### Excerpt provided
┄┄┄┄┄┄
The system can relay a speech processing task to the remote speech processor with one or more related or necessary pieces of information, such as the full audio of the speech to be processed, the carrier phrase start and end offsets within the speech. The remote speech processor can then process only the non-carrier-phrase portion of the speech rather than repeating ASR on the entire phrase, for example. In another variation, the system can relay the speech processing task and include only the audio that comes after the carrier phrase, so less data is transmitted to the remote speech processor. The system can indicate, in the transmission, which command is being requested in the speech processing task so that the remote speech processor can apply the appropriate LM to the task.
The local speech processor can submit multiple candidate carrier phrases as well as their respective scores so that the remote speech processor performs the speech processing task using multiple sub-LMs. In some cases, the remote speech processor can receive the carrier phrase text and perform a full ASR on the entire utterance. The carrier phrase results from the remote speech processor may be different from the results generated by the local speech processor. In this case, the results from the remote speech processor can override the results from the local speech processor.
If the local speech processor detects, with high confidence, items such as names present in the contacts list or local calendar appointments, the local speech processor can tag those high confidence items appropriately when sending the speech to the remote speech processor, assisting the remote speech processor in recognizing this information, and avoiding losing the information in the sub-LM process. The remote speech processor may skip processing those portions indicated as having high confidence from the local speech processor.
The carrier phrase top-level LM can be implemented in more than one language. For example, a mobile device sold in England may include a full set of English LMs, but with carrier phrase LMs in other European languages, such as German and French. For languages other than the “primary” language, or English in this example, one or more of the other sub-LMs can be minimal or garbage loops. When the speech processing task traverses a secondary language's carrier phrase LM at the local speech processor, the system can forward the recognition request to the remote speech processor. Further, when the system encounters more than a threshold amount of speech in a foreign language, the system can download a more complete set of LMs for that language.
The system can make the determination of whether and where to perform the speech processing task after the start of ASR, for example, rather than simply relying on factors to determine where to perform the speech processing task before the task begins. This introduces the notion of triggers that can cause the system to make a decision between the local speech processor and the remote speech processor. The system can consider a very different set of factors when making the decision before performing the speech processing task as opposed to after beginning to perform the speech processing task locally. Triggers after beginning speech processing may include, for example, one or more of a periodic time increment (for example, every one second), delivery of partial results from ASR, delivery of audio for one or more new words from TTS, and change in network strength greater than a predefined threshold. For example, if during a recognition the network strength drops below a threshold, the same algorithm can be re-evaluated to determine if the task originally assigned to the remote speech processor should be restarted locally. The system can monitor the confidence score, rather than the partial results, of the local speech processor. If the confidence score, integrated in some manner over time, goes below a threshold, the system can trigger a reevaluation decision to compare the local speech processor with the remote speech processor based on various factors, updates to those factors, as well as the confidence score.
Having disclosed some basic system components and concepts, the disclosure now turns to the exemplary method embodiment shown in
The local device can analyze multi-vector context data associated with the request to identify one of the local speech processor and the remote speech processor as an optimal speech processor (304). The multi-vector context data can include wireless network signal strength, task domain, grammar size, dialogue context, recent network latencies, recent error rates of the local speech processor, language model being used, security level for the request, a privacy level for the request, available speech processor versions, available speech or grammar models, the text and/or the confidence scores form the partial results of an in process speech recognition, and so forth. An intermediate layer, located between a requestor and the remote speech processor, can intercept the request to process speech and analyze the multi-vector context data.
┄┄┄┄┄┄
### Written request A
In the passage on local and remote speech processing, which two European languages are given as examples of carrier phrase LMs on a mobile device sold in England?
### Written request B
From the passage on local and remote speech processing, reproduce the part that begins with the words containing "If the local" and ends with "confidence from the local speech processor.".
### Written request C
Translate this sentence from the passage on local and remote speech processing into Spanish: "The carrier phrase top-level LM can be implemented in more than one language."

### Information provided
┄┄┄┄┄┄
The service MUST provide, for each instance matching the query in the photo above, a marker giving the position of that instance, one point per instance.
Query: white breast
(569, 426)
┄┄┄┄┄┄
### Result A
German and French.

### Result B
If the local speech processor detects, with high confidence, items such as names present in the contacts list or local calendar appointments, the local speech processor can tag those high confidence items appropriately when sending the speech to the remote speech processor, assisting the remote speech processor in recognizing this information, and avoiding losing the information in the sub-LM process. The remote speech processor may skip processing those portions indicated as having high confidence from the local speech processor.

### Result C
El LM de nivel superior de frases portadoras puede implementarse en más de un idioma.